Data for this exercise:
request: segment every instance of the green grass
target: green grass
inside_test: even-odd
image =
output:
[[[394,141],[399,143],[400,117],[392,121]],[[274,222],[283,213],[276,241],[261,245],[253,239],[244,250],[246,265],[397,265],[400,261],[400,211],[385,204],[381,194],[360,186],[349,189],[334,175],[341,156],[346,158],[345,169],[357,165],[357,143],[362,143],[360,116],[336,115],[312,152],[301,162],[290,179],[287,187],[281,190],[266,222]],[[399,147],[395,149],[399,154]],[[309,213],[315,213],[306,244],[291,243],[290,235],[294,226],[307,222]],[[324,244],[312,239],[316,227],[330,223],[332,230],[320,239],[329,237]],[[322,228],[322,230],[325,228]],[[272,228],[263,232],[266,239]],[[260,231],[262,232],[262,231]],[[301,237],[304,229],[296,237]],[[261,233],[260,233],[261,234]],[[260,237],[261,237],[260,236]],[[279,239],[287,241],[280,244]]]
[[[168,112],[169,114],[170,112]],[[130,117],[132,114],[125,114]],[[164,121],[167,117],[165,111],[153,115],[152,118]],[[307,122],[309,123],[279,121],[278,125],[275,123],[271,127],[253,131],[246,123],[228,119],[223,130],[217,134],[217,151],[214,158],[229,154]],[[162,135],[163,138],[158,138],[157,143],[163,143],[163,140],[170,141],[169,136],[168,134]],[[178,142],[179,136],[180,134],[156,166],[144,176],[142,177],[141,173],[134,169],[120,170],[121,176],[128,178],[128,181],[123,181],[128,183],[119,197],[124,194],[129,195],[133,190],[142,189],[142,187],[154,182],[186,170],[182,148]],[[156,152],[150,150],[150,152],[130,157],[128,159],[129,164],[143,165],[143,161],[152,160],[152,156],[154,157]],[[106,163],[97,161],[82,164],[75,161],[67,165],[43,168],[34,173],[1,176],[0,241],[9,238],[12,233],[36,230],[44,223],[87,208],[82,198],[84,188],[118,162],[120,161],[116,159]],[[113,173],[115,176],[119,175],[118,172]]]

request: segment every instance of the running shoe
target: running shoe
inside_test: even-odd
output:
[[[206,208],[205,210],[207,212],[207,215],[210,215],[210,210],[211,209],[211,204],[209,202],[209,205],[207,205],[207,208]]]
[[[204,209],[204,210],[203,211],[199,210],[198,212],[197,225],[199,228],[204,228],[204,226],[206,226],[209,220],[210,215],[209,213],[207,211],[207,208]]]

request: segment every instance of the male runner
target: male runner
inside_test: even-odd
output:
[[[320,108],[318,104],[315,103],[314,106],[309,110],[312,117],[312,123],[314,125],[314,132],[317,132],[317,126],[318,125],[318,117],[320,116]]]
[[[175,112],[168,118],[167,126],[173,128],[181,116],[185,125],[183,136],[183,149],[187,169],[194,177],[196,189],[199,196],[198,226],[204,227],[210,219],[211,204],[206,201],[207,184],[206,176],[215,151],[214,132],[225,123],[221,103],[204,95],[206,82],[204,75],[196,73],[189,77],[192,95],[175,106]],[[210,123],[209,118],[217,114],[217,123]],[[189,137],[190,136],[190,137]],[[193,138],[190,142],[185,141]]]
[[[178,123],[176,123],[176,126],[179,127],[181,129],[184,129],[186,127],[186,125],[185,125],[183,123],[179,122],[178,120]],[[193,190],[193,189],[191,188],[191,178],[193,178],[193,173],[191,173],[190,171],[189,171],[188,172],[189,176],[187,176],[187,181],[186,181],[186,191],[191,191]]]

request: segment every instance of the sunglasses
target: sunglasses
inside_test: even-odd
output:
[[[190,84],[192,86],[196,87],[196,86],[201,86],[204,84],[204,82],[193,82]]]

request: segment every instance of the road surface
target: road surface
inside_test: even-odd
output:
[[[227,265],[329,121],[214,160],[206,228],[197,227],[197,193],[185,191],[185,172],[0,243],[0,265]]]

Problem: Reproduce the data in full, exactly as presented.

Response to this exercise:
request: segment every instance of the green grass
target: green grass
inside_test: even-odd
image =
output:
[[[394,141],[399,143],[400,117],[392,121]],[[274,222],[283,213],[276,241],[261,245],[253,239],[244,250],[246,265],[397,265],[400,261],[400,211],[385,204],[381,194],[360,186],[349,189],[334,175],[341,156],[346,158],[345,169],[357,165],[357,143],[362,143],[360,116],[336,115],[312,152],[301,162],[290,179],[287,187],[281,190],[266,222]],[[399,147],[395,149],[399,154]],[[309,213],[315,213],[306,244],[291,243],[290,235],[294,226],[307,222]],[[324,244],[312,239],[316,227],[330,223],[332,230],[320,239],[329,237]],[[322,228],[322,230],[325,228]],[[272,228],[263,232],[266,239]],[[260,231],[262,232],[262,231]],[[301,237],[304,229],[296,237]],[[261,233],[260,233],[261,234]],[[260,237],[261,237],[260,236]],[[279,239],[287,241],[280,244]]]
[[[168,112],[169,114],[170,112]],[[130,117],[132,114],[125,114]],[[164,121],[167,117],[165,111],[153,115],[152,118]],[[307,122],[309,123],[279,121],[278,125],[275,123],[271,127],[253,131],[246,123],[228,119],[223,130],[217,134],[217,151],[214,158],[229,154]],[[162,135],[163,138],[158,138],[157,143],[163,143],[163,140],[170,141],[169,136],[168,134]],[[178,142],[179,136],[180,134],[156,166],[144,176],[142,177],[141,173],[134,169],[120,170],[121,176],[128,178],[128,181],[123,181],[128,183],[119,197],[124,194],[129,195],[133,190],[142,189],[142,187],[154,182],[186,170],[182,148]],[[156,152],[150,150],[150,152],[130,157],[128,159],[129,164],[143,165],[143,161],[152,160],[152,156],[154,157]],[[106,163],[97,161],[82,164],[75,161],[67,165],[43,168],[34,173],[1,176],[0,241],[9,238],[12,233],[36,230],[44,223],[87,208],[82,198],[84,188],[118,162],[120,161],[116,159]],[[113,173],[115,176],[119,175],[118,172]]]

request: segment every instance of the running shoe
target: running shoe
inside_test: even-odd
output:
[[[206,208],[205,210],[207,212],[207,215],[210,215],[210,210],[211,209],[211,204],[209,202],[209,205],[207,205],[207,208]]]
[[[204,209],[204,210],[203,211],[199,210],[198,212],[197,225],[199,228],[204,228],[204,226],[206,226],[209,220],[210,215],[209,213],[207,211],[207,208]]]

request: segment every instance of the male runner
target: male runner
inside_test: even-odd
output:
[[[320,108],[318,104],[315,103],[314,106],[309,110],[312,117],[312,123],[314,125],[314,132],[317,132],[317,126],[318,125],[318,117],[320,116]]]
[[[175,112],[168,118],[167,126],[173,128],[181,116],[185,125],[183,136],[183,149],[187,169],[194,177],[196,189],[199,196],[198,226],[204,227],[210,219],[211,204],[206,201],[207,184],[206,176],[215,151],[214,132],[225,123],[221,103],[204,95],[206,82],[204,75],[196,73],[189,77],[192,95],[175,106]],[[210,123],[209,118],[217,114],[217,123]],[[189,137],[190,136],[190,137]],[[193,138],[190,142],[185,141]]]
[[[178,123],[176,123],[176,126],[179,127],[181,129],[184,129],[186,127],[186,125],[185,125],[183,123],[179,122],[178,120]],[[193,190],[193,189],[191,188],[191,178],[193,178],[193,173],[191,173],[190,171],[189,171],[188,172],[189,176],[187,176],[187,181],[186,181],[186,191],[191,191]]]

request: segment every instance of the sunglasses
target: sunglasses
inside_test: even-odd
output:
[[[190,84],[192,86],[196,87],[196,86],[201,86],[204,84],[204,82],[193,82]]]

request: segment every instance of the road surface
target: road surface
inside_test: even-odd
output:
[[[227,265],[329,121],[214,160],[206,228],[197,227],[197,193],[185,191],[185,172],[0,243],[0,265]]]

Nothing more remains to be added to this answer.